ВАША ЗАДАЧА >> Отредактируйте данные с самого начала и до строки с «positive clicks: (913, 477)» включительно. Замените в них «rough mask» на «approximate mask», а всё остальное оставьте как есть.

*** ИСХОДНЫЕ ДАННЫЕ

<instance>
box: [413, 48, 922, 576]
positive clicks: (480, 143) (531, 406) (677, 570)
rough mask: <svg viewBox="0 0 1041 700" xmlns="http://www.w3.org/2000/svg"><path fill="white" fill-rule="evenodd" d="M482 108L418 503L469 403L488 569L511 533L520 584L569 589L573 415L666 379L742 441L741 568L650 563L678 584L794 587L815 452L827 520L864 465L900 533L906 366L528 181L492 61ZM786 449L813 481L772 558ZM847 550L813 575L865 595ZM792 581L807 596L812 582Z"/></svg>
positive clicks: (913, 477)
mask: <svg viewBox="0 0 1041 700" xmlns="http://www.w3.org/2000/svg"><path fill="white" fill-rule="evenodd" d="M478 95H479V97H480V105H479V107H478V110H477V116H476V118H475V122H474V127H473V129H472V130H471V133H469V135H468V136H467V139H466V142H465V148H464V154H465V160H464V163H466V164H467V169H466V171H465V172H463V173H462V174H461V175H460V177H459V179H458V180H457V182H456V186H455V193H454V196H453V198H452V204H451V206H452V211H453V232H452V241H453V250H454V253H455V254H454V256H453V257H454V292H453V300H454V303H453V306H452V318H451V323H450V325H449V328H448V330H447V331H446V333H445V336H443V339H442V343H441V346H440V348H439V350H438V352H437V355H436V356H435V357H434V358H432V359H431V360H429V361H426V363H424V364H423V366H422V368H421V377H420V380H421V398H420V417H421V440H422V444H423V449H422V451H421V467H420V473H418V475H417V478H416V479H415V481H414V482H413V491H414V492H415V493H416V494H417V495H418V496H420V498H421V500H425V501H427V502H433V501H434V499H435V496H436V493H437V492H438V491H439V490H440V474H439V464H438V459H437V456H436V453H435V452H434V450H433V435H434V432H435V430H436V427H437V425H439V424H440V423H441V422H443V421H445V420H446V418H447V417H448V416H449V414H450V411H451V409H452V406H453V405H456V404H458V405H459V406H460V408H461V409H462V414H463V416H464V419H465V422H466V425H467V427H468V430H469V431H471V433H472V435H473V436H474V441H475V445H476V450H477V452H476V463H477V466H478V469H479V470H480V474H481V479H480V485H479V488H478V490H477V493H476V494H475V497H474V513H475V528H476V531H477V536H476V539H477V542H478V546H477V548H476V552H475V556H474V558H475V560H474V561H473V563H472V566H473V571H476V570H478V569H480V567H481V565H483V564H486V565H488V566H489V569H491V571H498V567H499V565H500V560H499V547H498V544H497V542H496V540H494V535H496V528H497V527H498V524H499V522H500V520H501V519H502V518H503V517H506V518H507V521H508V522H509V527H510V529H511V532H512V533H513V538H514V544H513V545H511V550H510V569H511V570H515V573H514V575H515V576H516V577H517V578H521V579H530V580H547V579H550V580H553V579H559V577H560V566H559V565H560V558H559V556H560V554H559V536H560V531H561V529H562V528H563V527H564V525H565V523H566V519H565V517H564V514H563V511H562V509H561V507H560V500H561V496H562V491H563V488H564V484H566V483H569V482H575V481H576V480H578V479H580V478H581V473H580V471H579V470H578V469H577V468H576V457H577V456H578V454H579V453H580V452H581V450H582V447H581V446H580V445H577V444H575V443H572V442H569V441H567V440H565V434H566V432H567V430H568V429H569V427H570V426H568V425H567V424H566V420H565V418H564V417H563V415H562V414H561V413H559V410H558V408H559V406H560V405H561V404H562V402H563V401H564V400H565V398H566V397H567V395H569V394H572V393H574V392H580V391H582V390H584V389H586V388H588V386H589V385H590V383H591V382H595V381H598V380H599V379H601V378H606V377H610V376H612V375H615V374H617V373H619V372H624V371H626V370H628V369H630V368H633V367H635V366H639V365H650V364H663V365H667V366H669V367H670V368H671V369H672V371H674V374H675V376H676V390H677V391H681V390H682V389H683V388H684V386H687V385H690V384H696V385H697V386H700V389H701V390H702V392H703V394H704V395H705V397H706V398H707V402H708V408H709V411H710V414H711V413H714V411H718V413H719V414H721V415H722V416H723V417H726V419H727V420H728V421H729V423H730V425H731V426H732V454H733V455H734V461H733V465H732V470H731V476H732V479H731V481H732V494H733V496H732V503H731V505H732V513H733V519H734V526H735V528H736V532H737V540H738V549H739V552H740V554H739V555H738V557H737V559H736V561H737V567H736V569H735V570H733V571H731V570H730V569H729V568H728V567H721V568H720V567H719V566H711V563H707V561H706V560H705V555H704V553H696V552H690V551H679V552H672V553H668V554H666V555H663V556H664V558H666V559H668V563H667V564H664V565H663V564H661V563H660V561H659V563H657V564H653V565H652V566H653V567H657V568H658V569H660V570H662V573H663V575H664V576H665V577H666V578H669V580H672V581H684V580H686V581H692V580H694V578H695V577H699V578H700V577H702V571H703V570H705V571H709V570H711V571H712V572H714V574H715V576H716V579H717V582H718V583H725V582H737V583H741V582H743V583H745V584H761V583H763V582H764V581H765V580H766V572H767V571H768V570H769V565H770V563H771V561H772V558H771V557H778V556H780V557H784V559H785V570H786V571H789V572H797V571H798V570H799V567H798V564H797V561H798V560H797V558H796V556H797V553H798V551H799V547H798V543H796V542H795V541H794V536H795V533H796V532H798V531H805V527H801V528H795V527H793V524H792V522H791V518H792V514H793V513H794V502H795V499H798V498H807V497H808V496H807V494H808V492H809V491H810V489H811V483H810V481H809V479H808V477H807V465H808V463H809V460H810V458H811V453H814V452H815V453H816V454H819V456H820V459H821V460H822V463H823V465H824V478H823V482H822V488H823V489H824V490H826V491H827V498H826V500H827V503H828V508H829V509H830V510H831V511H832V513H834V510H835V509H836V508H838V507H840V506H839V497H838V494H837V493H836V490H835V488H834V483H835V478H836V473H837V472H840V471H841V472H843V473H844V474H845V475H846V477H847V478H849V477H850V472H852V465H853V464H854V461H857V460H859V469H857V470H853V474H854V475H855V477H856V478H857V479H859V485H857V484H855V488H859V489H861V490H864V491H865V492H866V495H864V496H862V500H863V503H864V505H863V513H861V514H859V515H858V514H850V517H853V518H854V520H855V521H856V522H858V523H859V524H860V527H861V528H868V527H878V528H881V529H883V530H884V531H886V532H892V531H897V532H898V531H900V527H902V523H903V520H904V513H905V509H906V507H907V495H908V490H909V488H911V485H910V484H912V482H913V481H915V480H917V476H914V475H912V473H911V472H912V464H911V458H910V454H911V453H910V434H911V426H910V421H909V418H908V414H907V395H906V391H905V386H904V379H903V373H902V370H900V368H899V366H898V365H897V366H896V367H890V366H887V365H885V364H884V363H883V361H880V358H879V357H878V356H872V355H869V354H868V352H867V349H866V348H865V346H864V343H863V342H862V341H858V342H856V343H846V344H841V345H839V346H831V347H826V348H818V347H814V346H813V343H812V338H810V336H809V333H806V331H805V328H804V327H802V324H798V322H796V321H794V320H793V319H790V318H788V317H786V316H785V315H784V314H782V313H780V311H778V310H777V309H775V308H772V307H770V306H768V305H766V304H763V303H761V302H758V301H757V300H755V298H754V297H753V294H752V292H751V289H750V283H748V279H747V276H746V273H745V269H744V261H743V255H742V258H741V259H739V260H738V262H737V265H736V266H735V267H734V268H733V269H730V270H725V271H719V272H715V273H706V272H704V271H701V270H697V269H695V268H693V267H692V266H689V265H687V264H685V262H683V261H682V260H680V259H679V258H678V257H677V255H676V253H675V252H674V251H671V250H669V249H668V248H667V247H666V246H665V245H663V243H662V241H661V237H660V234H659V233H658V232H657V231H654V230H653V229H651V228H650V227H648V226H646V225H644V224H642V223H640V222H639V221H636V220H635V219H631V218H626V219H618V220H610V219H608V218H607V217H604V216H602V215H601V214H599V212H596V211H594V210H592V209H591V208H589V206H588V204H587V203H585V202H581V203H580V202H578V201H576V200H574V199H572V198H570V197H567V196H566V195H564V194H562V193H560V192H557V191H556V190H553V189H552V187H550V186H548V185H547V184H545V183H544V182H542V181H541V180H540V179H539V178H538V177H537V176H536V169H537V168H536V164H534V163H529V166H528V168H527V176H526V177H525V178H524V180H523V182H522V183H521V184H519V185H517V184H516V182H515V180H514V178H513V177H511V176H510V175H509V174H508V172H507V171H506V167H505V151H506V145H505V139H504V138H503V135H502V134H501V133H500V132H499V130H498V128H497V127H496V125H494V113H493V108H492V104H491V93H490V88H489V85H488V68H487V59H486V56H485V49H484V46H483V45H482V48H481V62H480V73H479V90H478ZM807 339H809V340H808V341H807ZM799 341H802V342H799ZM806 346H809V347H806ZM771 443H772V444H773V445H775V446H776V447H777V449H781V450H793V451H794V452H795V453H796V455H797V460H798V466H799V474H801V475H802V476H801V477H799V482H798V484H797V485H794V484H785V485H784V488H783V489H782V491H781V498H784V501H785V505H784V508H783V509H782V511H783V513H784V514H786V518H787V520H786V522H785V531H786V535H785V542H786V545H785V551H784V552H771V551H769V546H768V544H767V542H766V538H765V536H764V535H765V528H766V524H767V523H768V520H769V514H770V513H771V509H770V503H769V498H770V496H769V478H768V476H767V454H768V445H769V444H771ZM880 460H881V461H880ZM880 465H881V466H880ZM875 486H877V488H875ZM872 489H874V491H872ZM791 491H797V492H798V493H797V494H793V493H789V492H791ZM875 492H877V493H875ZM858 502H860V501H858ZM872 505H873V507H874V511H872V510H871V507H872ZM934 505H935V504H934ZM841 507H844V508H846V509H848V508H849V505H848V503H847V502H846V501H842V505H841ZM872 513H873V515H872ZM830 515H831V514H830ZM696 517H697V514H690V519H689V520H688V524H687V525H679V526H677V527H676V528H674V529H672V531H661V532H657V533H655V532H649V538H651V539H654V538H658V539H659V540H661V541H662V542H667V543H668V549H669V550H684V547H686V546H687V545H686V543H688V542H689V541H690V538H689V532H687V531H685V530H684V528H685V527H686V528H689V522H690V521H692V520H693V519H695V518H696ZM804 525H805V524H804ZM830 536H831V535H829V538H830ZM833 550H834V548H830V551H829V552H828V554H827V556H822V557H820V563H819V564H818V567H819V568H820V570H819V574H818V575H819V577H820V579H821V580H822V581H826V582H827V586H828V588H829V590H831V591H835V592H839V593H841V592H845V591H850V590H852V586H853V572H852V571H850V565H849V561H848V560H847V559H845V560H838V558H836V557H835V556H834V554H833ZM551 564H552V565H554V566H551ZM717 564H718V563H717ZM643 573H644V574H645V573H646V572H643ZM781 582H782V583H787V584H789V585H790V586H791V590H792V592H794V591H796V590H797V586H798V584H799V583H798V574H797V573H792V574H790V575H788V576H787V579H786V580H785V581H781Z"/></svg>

******

ИТОГ УПРАЖНЕНИЯ >>
<instance>
box: [413, 48, 922, 576]
positive clicks: (480, 143) (531, 406) (677, 570)
approximate mask: <svg viewBox="0 0 1041 700" xmlns="http://www.w3.org/2000/svg"><path fill="white" fill-rule="evenodd" d="M482 108L418 503L469 403L488 569L511 533L520 584L569 589L573 415L666 379L742 441L741 568L650 563L678 584L794 587L815 452L827 520L864 465L900 533L906 366L528 181L492 61ZM786 449L813 481L772 558ZM847 550L813 575L865 595ZM792 581L807 596L812 582Z"/></svg>
positive clicks: (913, 477)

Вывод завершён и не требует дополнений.